- _Text excerpt_
◆ ◆ ◆ ◆
Abstract 18257: A Novel Portable Polyvinylidene Fluoride Based Sensor for Detection of Hemorrhage

Abstract

Introduction: Hemorrhage (Hem) is one of the leading causes of mortality from trauma, and continuous monitoring for Hem using techniques such as traditional BP, especially in field conditions, poses significant challenges. We have built a portable low-powered noninvasive sensor for continuous vascular tone monitoring to detect significant Hem as an alternative to BP monitoring. The sensor, made of polyvinylidene fluoride (PVDF) material, can sense and record changes in the mechanical properties of arteries due to peripheral vasoconstriction caused by Hem. Methods: Nine pigs underwent Hem by femoral artery bleeding. Systolic arterial pressure (SAP) was used to select 16 instances of significant hemorrhage (SAP>85mmHg pre-Hem and >10mmHg drop in SAP post-Hem). The PVDF signal was measured from the animal’s distal forelimb. A piecewise linear estimation of the PVDF signal was computed using a newly developed Taut String algorithm such that the error was <4% of the signal amplitude. The number of pieces in each period was used as a complexity score (CS) to detect Hem. Results: Arterial BP and the CS derived from the PVDF signal for one subject (Fig), as well as snapshots from the PVDF signal demonstrating morphology changes are shown. Maximum separation between pre- and post-Hem CS was achieved by a threshold of 5.5; 14 instances (87.5%) transitioned from CS≥6 to 5 within 5 minutes of the onset of HS (t0) while the remaining 2 instances transitioned from CS=5 to 3. The average detection delay was 1.95±1.2 min. These changes corresponded to >10mmHg decrease in SAP from baseline. CS improved during subsequent resuscitations. Conclusions: The proposed low-powered portable sensor captures continuous vascular tone and can be used to detect significant Hem in a continuous manner that may offer diagnostic and therapeutic guidance as an alternative to traditional intermittent BP measures. The results indicate that the derived CS can effectively separate the signals pre- and post-Hem.
◆ ◆ ◆ ◆
- _Provided material_
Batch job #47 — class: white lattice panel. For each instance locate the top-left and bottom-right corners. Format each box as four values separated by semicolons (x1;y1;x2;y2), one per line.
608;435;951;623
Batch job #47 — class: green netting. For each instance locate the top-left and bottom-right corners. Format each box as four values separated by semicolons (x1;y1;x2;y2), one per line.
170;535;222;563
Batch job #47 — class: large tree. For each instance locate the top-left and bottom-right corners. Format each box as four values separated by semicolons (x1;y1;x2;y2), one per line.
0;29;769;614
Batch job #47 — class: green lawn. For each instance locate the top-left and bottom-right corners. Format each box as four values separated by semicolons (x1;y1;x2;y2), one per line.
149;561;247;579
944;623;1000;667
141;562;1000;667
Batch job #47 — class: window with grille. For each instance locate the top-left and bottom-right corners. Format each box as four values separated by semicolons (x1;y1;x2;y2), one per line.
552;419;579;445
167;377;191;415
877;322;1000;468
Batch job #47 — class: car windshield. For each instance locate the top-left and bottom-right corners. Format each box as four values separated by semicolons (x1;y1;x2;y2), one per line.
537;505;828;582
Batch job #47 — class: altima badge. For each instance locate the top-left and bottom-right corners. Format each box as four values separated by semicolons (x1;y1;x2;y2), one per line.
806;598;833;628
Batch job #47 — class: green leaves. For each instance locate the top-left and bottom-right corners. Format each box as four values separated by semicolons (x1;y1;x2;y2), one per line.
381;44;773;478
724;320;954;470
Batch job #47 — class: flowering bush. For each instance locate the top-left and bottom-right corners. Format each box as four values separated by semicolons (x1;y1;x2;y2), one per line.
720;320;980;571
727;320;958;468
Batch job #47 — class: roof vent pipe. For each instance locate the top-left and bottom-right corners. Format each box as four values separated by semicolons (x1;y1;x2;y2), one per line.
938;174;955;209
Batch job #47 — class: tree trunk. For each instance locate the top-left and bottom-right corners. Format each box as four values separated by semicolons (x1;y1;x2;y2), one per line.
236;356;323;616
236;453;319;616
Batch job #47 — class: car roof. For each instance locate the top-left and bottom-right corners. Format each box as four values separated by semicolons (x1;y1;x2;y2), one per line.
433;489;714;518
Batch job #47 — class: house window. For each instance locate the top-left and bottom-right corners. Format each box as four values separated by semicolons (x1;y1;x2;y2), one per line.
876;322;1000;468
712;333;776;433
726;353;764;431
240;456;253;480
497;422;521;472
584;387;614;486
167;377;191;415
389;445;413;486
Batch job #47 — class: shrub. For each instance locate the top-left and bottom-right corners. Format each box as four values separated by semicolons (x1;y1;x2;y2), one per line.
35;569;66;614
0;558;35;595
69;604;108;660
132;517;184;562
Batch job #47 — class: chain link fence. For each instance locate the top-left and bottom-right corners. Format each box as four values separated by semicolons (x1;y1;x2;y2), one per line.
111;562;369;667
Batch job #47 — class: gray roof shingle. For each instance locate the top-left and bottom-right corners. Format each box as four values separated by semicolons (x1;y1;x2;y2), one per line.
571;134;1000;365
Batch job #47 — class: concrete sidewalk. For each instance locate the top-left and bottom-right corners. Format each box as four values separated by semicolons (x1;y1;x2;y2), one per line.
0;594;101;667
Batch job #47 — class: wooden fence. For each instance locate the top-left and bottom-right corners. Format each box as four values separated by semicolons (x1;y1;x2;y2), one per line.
◆ ◆ ◆ ◆
- _Activity_
In the abstract on the hemorrhage sensor, what material is the sensor made of? These items come from a separate source, unrelated to the abstract.

- _Problem solution_
Polyvinylidene fluoride (PVDF)